** START **
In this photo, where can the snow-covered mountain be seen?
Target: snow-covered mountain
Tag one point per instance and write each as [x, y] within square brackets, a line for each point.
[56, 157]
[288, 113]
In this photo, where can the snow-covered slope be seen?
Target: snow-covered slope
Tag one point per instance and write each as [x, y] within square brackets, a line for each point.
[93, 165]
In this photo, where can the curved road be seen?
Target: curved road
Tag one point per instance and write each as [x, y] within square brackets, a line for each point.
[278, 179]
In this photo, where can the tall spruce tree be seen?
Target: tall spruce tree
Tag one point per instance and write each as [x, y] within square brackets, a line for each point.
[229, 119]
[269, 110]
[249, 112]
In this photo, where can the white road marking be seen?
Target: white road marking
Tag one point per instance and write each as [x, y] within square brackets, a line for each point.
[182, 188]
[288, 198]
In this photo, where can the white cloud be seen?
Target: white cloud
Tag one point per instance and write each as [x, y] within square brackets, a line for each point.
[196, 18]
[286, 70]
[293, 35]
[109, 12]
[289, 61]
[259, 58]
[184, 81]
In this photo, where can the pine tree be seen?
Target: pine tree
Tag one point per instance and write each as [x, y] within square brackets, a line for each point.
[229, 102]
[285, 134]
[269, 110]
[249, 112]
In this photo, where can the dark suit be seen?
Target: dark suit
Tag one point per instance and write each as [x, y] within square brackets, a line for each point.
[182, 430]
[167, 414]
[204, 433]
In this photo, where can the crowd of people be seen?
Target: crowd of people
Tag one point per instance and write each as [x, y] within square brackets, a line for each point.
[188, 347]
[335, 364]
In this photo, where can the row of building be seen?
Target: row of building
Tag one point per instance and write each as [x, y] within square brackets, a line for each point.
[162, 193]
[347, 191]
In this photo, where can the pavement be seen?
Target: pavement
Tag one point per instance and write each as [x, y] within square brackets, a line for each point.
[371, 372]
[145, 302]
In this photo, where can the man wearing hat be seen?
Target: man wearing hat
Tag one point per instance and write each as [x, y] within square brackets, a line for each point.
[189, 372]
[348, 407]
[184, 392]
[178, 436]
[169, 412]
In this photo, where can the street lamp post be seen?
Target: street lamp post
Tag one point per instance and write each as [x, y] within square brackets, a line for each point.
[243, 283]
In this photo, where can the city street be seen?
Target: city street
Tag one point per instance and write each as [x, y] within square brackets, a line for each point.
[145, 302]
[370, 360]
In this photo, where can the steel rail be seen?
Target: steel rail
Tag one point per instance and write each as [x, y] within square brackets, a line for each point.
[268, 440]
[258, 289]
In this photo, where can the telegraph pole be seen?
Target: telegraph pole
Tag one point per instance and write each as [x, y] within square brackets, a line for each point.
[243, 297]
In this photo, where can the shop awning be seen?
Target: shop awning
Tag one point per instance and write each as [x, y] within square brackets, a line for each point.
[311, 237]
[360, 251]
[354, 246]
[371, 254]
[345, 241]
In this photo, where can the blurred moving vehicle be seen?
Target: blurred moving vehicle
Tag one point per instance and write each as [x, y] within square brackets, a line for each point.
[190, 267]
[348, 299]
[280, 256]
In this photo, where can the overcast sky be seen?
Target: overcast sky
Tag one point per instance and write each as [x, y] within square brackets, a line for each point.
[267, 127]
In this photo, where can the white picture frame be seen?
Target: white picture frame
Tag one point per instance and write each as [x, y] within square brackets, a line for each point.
** END **
Return the lines beginning at the one that contains "In this photo, where can the city" and continuing through the last line of the data, exactly as they stand and without any others.

In this photo, where can the city street be seen?
Target: city street
Tag one point per instance and write each as [x, y] within square brackets, a line for each point.
[145, 302]
[370, 360]
In this photo, where can the steel rail be seen?
Target: steel rail
Tag one point per instance and write each as [x, y] within square brackets, a line for each point.
[268, 440]
[258, 289]
In this photo, where can the telegraph pole be seen?
Target: telegraph pole
Tag one point per instance and write each as [x, y] within square brackets, a line for each point.
[243, 297]
In this photo, where can the shop awning be seen?
Target: shop awning
Tag one point per instance and write each as [x, y] within square brackets, a line for each point.
[311, 237]
[360, 251]
[354, 246]
[371, 254]
[345, 241]
In this photo, where can the blurred moving vehicle be seen?
Target: blurred moving vehicle
Tag one point per instance and write each as [x, y] within square brackets, a line for each point.
[190, 267]
[348, 299]
[280, 256]
In this photo, where can the overcast sky be seen?
Target: overcast sky
Tag one point per instance and write each as [x, y] within square brackets, a line for each point.
[267, 127]
In this photo, where can the white picture frame be seen?
Target: white picture frame
Tag one point per instance and write each as [x, y] within square brackets, a line for each point.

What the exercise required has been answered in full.